▶ [RECORDS]:

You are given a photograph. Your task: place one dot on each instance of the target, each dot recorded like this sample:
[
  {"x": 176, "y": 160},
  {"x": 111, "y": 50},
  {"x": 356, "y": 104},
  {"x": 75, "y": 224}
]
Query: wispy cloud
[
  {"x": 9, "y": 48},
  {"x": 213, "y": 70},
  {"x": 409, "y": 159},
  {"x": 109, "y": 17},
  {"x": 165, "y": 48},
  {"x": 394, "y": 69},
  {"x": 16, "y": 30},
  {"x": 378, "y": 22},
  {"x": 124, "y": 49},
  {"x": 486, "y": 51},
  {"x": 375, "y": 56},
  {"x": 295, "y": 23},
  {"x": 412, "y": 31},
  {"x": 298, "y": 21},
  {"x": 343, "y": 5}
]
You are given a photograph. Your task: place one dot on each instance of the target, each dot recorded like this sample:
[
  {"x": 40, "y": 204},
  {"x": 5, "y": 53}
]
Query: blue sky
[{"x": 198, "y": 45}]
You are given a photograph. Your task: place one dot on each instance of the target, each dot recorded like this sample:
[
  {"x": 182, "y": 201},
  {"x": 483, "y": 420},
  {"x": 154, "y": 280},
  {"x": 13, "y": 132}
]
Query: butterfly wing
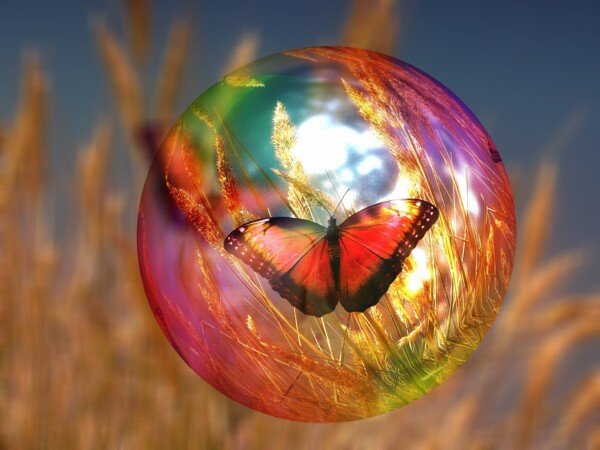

▶ [AIM]: Swap every "Query" in the rows above for "Target" and write the rows out again with everything else unchanged. Leave the pictures out.

▶ [RESULT]:
You are given a photograph. Your task: place one dot on each instance of the target, each dot recorded like this sample:
[
  {"x": 176, "y": 160},
  {"x": 111, "y": 50},
  {"x": 356, "y": 104},
  {"x": 75, "y": 224}
]
Target: wispy cloud
[
  {"x": 9, "y": 48},
  {"x": 213, "y": 70},
  {"x": 409, "y": 159},
  {"x": 109, "y": 17},
  {"x": 165, "y": 48},
  {"x": 394, "y": 69},
  {"x": 16, "y": 30},
  {"x": 378, "y": 22},
  {"x": 124, "y": 49},
  {"x": 486, "y": 51},
  {"x": 375, "y": 56},
  {"x": 295, "y": 23},
  {"x": 412, "y": 31},
  {"x": 298, "y": 21},
  {"x": 343, "y": 5}
]
You are given a photograph. Your task: place one dot on each instance of the target, each dot recorded like this sample:
[
  {"x": 40, "y": 204},
  {"x": 5, "y": 53}
]
Target: blue sky
[{"x": 198, "y": 45}]
You are given a photograph. Your task: place one dot on each instance of the target, each dot recorded like this sample:
[
  {"x": 182, "y": 201},
  {"x": 483, "y": 420},
  {"x": 154, "y": 280},
  {"x": 13, "y": 132}
]
Target: butterfly wing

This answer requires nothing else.